Stored items from a collection
━━━━━━━━━━

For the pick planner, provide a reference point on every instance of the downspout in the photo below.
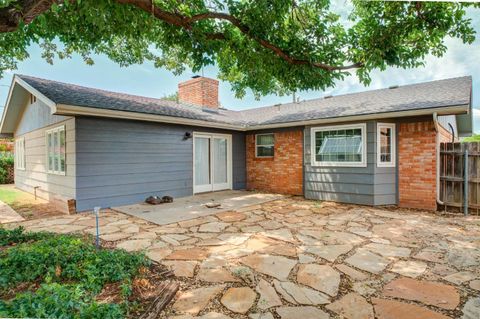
(437, 150)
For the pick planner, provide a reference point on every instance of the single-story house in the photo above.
(83, 147)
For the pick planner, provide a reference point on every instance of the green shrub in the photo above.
(67, 257)
(6, 165)
(58, 301)
(18, 235)
(71, 271)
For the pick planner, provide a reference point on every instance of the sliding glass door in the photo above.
(212, 162)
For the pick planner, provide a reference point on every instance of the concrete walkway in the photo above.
(195, 206)
(8, 215)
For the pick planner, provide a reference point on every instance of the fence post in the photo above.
(465, 183)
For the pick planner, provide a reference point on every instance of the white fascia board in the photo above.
(63, 109)
(449, 110)
(72, 110)
(16, 80)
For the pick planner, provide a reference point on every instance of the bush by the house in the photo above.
(60, 276)
(6, 168)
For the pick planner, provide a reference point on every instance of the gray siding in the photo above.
(55, 188)
(370, 185)
(446, 121)
(122, 162)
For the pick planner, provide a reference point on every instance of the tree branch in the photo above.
(27, 10)
(187, 22)
(22, 11)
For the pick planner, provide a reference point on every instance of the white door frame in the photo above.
(214, 187)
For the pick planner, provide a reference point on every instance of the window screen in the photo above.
(342, 145)
(265, 144)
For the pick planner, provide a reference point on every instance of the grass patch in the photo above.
(10, 195)
(46, 275)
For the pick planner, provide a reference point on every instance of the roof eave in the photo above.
(444, 110)
(16, 80)
(74, 110)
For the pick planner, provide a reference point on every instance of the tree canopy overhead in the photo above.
(268, 46)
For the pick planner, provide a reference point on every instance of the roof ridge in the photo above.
(103, 90)
(359, 92)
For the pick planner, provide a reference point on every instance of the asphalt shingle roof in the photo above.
(441, 93)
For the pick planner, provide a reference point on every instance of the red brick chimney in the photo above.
(199, 91)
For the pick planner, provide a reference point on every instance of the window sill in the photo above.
(56, 173)
(386, 165)
(338, 164)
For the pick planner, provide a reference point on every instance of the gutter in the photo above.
(437, 149)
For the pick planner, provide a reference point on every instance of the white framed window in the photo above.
(340, 145)
(386, 144)
(20, 153)
(33, 99)
(55, 150)
(265, 145)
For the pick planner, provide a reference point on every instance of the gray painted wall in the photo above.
(122, 162)
(370, 185)
(33, 123)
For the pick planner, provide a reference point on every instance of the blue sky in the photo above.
(460, 60)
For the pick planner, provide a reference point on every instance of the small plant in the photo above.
(70, 271)
(17, 235)
(6, 166)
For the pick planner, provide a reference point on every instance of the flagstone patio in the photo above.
(294, 258)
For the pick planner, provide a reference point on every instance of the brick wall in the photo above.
(199, 91)
(417, 164)
(282, 173)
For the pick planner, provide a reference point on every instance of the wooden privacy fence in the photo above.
(460, 177)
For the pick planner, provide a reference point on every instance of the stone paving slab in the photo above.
(295, 258)
(8, 215)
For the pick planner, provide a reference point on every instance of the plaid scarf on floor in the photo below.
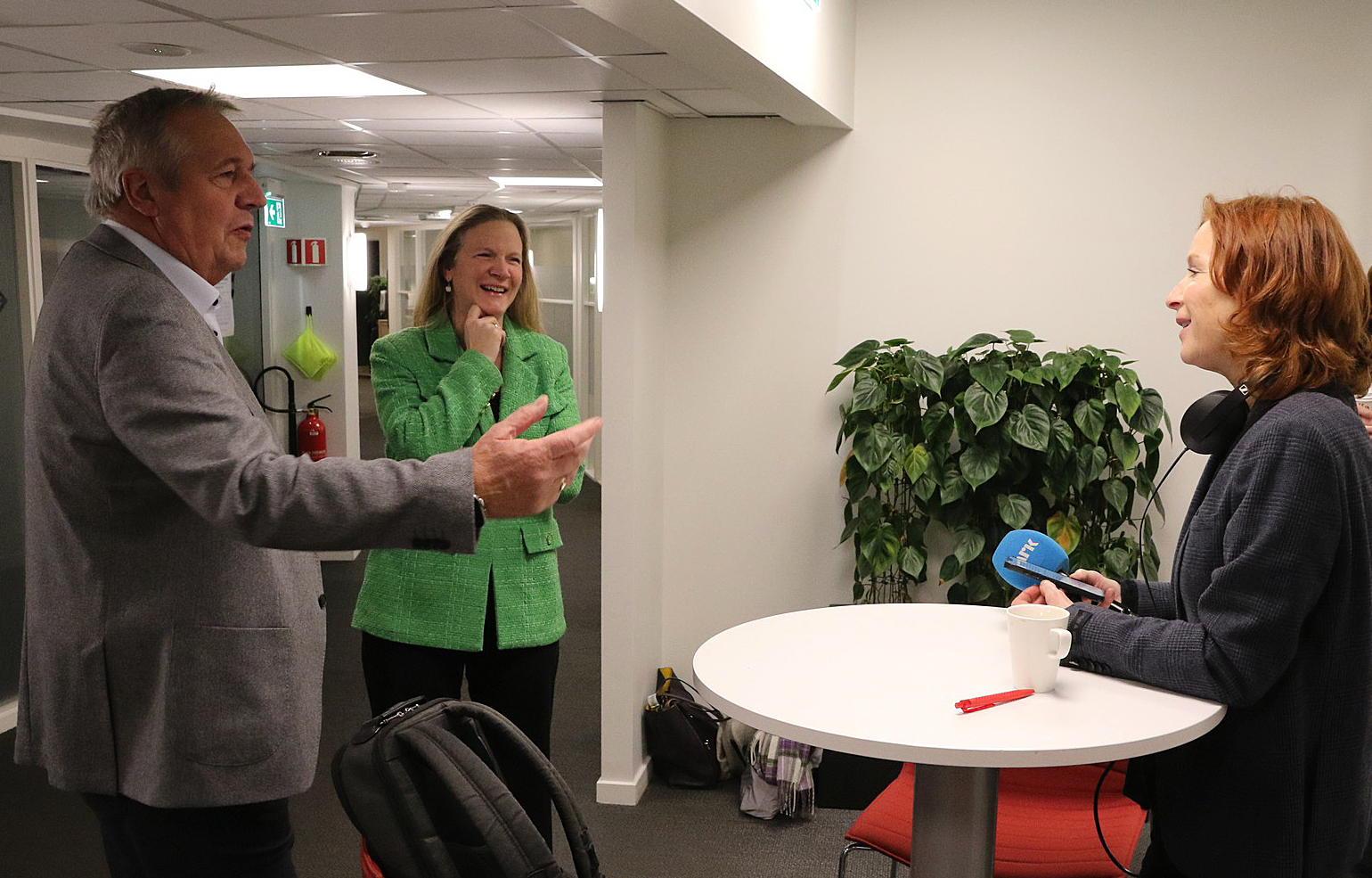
(788, 766)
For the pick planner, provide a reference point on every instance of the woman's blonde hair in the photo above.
(437, 295)
(1303, 297)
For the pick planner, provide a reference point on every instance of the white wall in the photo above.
(788, 58)
(324, 210)
(1011, 165)
(635, 332)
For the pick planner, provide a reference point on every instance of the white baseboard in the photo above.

━━━━━━━━━━

**WHAT YOU NEED TO DO**
Every line above should be repeated exactly; pictures stay out of the copy.

**FULL OUTPUT**
For the pick planner, provide a reference point on every instance of the downspout in the photo below.
(437, 150)
For the pick planner, provide a reference point on every instance of the single-story house in the photo above.
(83, 147)
For the pick planner, provide a reference point on every instance of the green shrub in the photo above.
(67, 257)
(6, 165)
(58, 301)
(18, 235)
(71, 271)
For the pick planner, provide a reference point on every instance of the sliding glass door in the photo above.
(212, 162)
For the pick planner, provide a reference point on every instance of the concrete walkway in the photo above.
(195, 206)
(8, 215)
For the pick planner, provide a reference point on every instance of the fence post in the photo above.
(465, 183)
For the pick planner, provide a reference point on every instance of the white fascia board in the photo above.
(63, 109)
(449, 110)
(72, 110)
(16, 80)
For the pick planner, provide a reference point on every instance of the bush by the house in the photo above.
(60, 276)
(6, 168)
For the pick planner, provide a reference point on every instance of the gray siding in the photo above.
(55, 188)
(370, 185)
(446, 121)
(122, 162)
For the pick planner, provide a reference point on every instance of the tree branch in the photo above.
(27, 10)
(187, 22)
(22, 11)
For the pick planner, provide a reference point on every instance of the white door frame in the photo above.
(214, 187)
For the pick planner, provide a reference point on every instance of the window screen in the photo above.
(342, 145)
(265, 144)
For the pick planner, provide a reference point on every instance of the grass patch in the photo above.
(10, 195)
(46, 275)
For the pick planner, provide a reference point on every instance of the roof eave in the photo above.
(444, 110)
(16, 80)
(74, 110)
For the pick planner, provide a reference point on every instance of the tree canopy overhead in the photo above.
(268, 46)
For the pick planner, provide a reference point on every instance of the roof ridge in the photo above.
(103, 90)
(359, 92)
For the pick planner, provide a reference point on every instance of the asphalt shingle roof in the photo above.
(441, 93)
For the pick planner, provide a reference point on every instance of the red brick chimney in the photo above.
(199, 91)
For the pick planner, provide a reference point on every instance of the window sill in the photo above.
(56, 173)
(386, 165)
(338, 164)
For the pick planner, provide a reference point on every instance of the gutter in the photo above.
(437, 149)
For the pick planner, provide a reference point on every instance of the white framed window in the photo above.
(340, 145)
(386, 144)
(20, 153)
(33, 99)
(55, 150)
(265, 145)
For the pick planner, provide a reference point on every instance of the gray painted wall in the photo above.
(122, 162)
(370, 185)
(33, 123)
For the pick planner, provide a reference point on every instance of the blue sky in the photo above.
(460, 60)
For the pick planner, provide a reference point on every instance of the small plant in the photo above.
(70, 271)
(17, 235)
(6, 166)
For the pick planner, provide a reference point on every instance of the flagstone patio in the photo above.
(294, 258)
For the pick planner, provide a reference point on every instance of the brick wall in the photo above.
(199, 91)
(417, 164)
(282, 173)
For the pick planner, provide a reference point on every instance of the wooden privacy fence in the photo above.
(460, 177)
For the pick planner, provide a reference point on every instance of the stone paving slab in the photo above.
(295, 258)
(8, 215)
For the pick planner, provide a reference point on every instance of the plaid scarf on floor in the photo below.
(788, 766)
For the pick planner, provide a reference point on every instance of the woman's blonde hair in the photo above.
(437, 295)
(1303, 297)
For the pick planner, provide a reference point on every instance of the white wall in the photo above.
(788, 58)
(324, 210)
(1011, 165)
(635, 332)
For the pick planner, provide a reference point on every instance of the white baseboard in the photo above.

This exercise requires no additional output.